Copy out the whole listing below line for line, keeping every character the same.

- - - - -

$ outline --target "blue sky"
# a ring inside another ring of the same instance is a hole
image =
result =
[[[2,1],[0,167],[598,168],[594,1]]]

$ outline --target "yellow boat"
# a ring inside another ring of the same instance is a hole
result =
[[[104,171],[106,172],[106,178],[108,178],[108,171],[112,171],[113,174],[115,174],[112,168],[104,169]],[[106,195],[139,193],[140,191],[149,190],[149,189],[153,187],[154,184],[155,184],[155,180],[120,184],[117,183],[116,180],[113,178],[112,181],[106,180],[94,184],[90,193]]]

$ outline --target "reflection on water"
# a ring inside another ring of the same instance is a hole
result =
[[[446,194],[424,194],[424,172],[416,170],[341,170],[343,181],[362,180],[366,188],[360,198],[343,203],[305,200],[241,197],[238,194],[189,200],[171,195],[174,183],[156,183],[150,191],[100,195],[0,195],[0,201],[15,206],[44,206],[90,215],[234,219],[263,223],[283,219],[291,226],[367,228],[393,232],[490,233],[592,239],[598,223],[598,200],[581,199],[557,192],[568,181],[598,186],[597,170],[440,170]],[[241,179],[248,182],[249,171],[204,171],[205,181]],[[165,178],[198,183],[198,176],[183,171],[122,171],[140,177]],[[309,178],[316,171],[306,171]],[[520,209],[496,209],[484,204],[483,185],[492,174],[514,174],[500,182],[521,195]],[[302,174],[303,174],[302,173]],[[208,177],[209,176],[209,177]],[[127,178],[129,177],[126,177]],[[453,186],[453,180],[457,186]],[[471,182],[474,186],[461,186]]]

- - - - -

→ **Worked solution**
$ outline --target "blue sky"
# a ring inside another ring of the same instance is a hole
image =
result =
[[[2,1],[0,167],[598,168],[594,1]]]

$ outline --target "yellow boat"
# a ring inside another ring of the same instance is a hole
result =
[[[104,171],[106,172],[106,178],[108,178],[108,171],[112,171],[113,174],[115,174],[112,168],[104,169]],[[106,195],[139,193],[140,191],[149,190],[149,189],[153,187],[154,184],[155,184],[155,180],[120,184],[117,183],[116,180],[113,178],[112,181],[106,180],[94,184],[90,193]]]

$ outline --target "reflection on water"
# a ring inside another ring of the same instance is a hole
result =
[[[446,194],[424,194],[424,172],[416,170],[341,170],[343,181],[362,180],[366,188],[360,198],[343,203],[305,200],[241,197],[238,194],[189,200],[171,195],[174,183],[156,183],[150,191],[100,195],[0,195],[0,201],[15,206],[44,206],[90,215],[234,219],[263,223],[283,219],[291,226],[367,228],[393,232],[490,233],[592,239],[598,223],[598,200],[581,199],[557,192],[568,181],[598,186],[597,170],[440,170]],[[241,179],[248,182],[249,171],[204,171],[205,181]],[[165,178],[198,183],[198,176],[183,171],[122,171],[140,177]],[[309,178],[316,171],[306,171]],[[520,209],[496,209],[484,204],[483,185],[492,174],[514,174],[500,182],[521,195]],[[302,174],[303,174],[302,173]],[[208,177],[209,176],[209,177]],[[127,178],[129,177],[126,177]],[[453,186],[453,180],[457,186]],[[471,182],[474,186],[461,186]]]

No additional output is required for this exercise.